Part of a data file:
-------

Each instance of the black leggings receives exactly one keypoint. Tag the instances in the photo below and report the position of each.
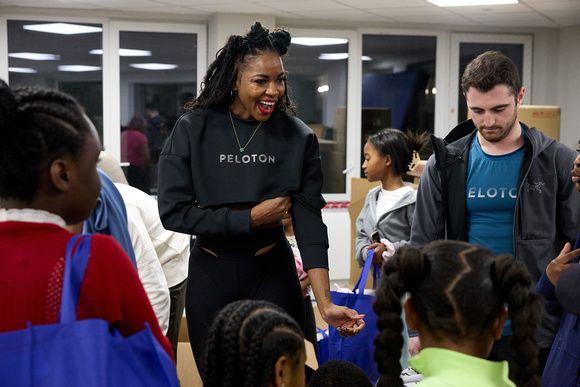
(214, 282)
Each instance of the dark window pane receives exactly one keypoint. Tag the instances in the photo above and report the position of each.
(318, 85)
(158, 75)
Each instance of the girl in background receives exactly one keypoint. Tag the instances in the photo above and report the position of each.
(458, 294)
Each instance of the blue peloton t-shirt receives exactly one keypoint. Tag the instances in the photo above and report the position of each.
(492, 187)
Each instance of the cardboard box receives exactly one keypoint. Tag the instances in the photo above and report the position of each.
(544, 118)
(186, 367)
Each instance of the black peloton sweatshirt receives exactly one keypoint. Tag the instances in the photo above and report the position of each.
(202, 171)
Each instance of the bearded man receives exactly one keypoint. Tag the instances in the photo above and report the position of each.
(504, 186)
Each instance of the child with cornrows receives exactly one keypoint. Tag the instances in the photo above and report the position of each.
(457, 302)
(48, 179)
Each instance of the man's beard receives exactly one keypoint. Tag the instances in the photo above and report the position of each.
(501, 132)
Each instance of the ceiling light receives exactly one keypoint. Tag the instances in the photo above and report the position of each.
(123, 52)
(34, 56)
(319, 41)
(470, 3)
(24, 70)
(153, 66)
(333, 56)
(78, 68)
(62, 28)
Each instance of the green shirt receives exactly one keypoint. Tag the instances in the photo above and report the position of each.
(443, 367)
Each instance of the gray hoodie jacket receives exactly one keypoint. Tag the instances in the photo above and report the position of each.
(547, 210)
(394, 225)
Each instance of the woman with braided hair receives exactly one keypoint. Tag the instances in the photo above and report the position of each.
(254, 344)
(48, 179)
(235, 165)
(457, 301)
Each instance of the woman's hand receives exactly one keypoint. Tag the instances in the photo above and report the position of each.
(270, 212)
(561, 263)
(347, 321)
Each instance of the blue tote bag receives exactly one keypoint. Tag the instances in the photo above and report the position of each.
(87, 353)
(357, 349)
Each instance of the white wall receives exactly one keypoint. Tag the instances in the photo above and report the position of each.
(338, 223)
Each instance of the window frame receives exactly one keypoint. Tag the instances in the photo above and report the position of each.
(112, 139)
(111, 60)
(457, 38)
(353, 101)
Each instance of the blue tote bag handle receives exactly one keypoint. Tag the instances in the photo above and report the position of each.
(362, 280)
(76, 258)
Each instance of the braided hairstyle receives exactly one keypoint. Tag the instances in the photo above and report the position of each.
(399, 145)
(222, 74)
(37, 126)
(246, 340)
(457, 290)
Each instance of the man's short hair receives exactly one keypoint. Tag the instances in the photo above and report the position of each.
(490, 69)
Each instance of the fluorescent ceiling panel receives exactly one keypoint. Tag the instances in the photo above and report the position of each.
(341, 56)
(305, 41)
(62, 28)
(153, 66)
(470, 3)
(333, 56)
(77, 68)
(124, 52)
(24, 70)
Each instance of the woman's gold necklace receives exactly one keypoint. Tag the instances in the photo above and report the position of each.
(243, 148)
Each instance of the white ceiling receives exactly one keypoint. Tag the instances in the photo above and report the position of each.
(528, 13)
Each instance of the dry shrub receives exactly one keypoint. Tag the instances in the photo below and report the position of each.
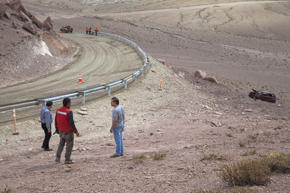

-------

- **Challenge**:
Reproduce every row above word for word, leaving out the pictures.

- **Exercise solution**:
Each instance of the black leggings receives exactly one keypoint. Tag the instances in the photo below and report the position of each.
(214, 282)
Each instance of the dark window pane receives exactly one keypoint. Tag the instances in the photo above and report the position of each.
(318, 85)
(158, 75)
Each instance of the girl in background receives exactly one keypoint. Tag the instances in the photo above and report the position of each.
(458, 294)
Each instance of the blue peloton t-shirt receives exactly one keypoint. Tag the instances in the photo above and report the position of each.
(492, 187)
Each instance of the cardboard box receives exactly one keypoint. Tag the instances in the photo above and report the position of each.
(544, 118)
(186, 367)
Each instance of the black peloton sweatshirt receives exactly one keypoint. Tag the instances in the photo above and report the position of each.
(202, 171)
Each instance of the bearded man receives exactly one keypoint. Tag the instances in the photo above and report the position of each.
(504, 186)
Each instance of the child with cornrows receives exactly one keypoint. Tag the instances in the photo above and report the position of each.
(457, 302)
(48, 179)
Each instance of the man's beard receives exactly one keypoint. Tag the instances in the photo above and report the position of each.
(501, 132)
Each instance of the ceiling light receives exactly one keypoint. Tag the instances in the photo above and report the position of each.
(123, 52)
(34, 56)
(319, 41)
(470, 3)
(24, 70)
(153, 66)
(333, 56)
(78, 68)
(62, 28)
Each instance of the green shirt receives exactly one keypoint. Tag the instances in the photo above and report the position of each.
(443, 367)
Each instance of the gray hoodie jacket receives exactly one keypoint. Tag the instances in the photo above and report the position of each.
(547, 210)
(394, 225)
Each instance of the woman with braided hair receives exactly one keypoint. Tag the instances in the photo above and report the position of each.
(254, 344)
(48, 179)
(235, 165)
(457, 301)
Each instance of the woman's hand receives exactly one keypoint. Tag the instances in the photo above and report the position of each.
(270, 212)
(561, 263)
(347, 321)
Each instance of the blue tote bag receives exactly one keypoint. Tag the instances in the photo above and report the position of each.
(87, 353)
(357, 349)
Each instance of the white wall receives exactly one keypoint. Tag the instances in the photo above and report the position of each.
(338, 223)
Each instance of the window frame receives exactly one keypoint. Tag the instances in the photo above and report the position of each.
(112, 139)
(111, 60)
(457, 38)
(353, 101)
Each instance of the blue tote bag handle receives exactly one keypoint. Tag the instances in the photo above and report the position of each.
(362, 280)
(76, 258)
Each instance of the braided hairstyle receives exactly one keypoint. Tag the instances in the photo above and report the position of each.
(399, 145)
(222, 74)
(37, 126)
(246, 340)
(457, 290)
Each instance of the man's short hair receives exactly one keypoint. Tag the instances in the photo above and report the position of each.
(490, 69)
Each instance of the fluorescent ceiling panel receives exactly one keypoint. Tag the instances in the photo above and report the position of each.
(341, 56)
(305, 41)
(62, 28)
(153, 66)
(470, 3)
(333, 56)
(77, 68)
(124, 52)
(24, 70)
Each instance of the woman's gold necklace receives exactly one keypoint. Tag the instances in the photo above and report the position of each.
(243, 148)
Each instance of the white ceiling receives exactly one keypoint. Tag the instances in the photo above and report the position of each.
(528, 13)
Each instance of the dry shrub receives exactly one keypoint. Tag the instances in the photo below and report the position of each.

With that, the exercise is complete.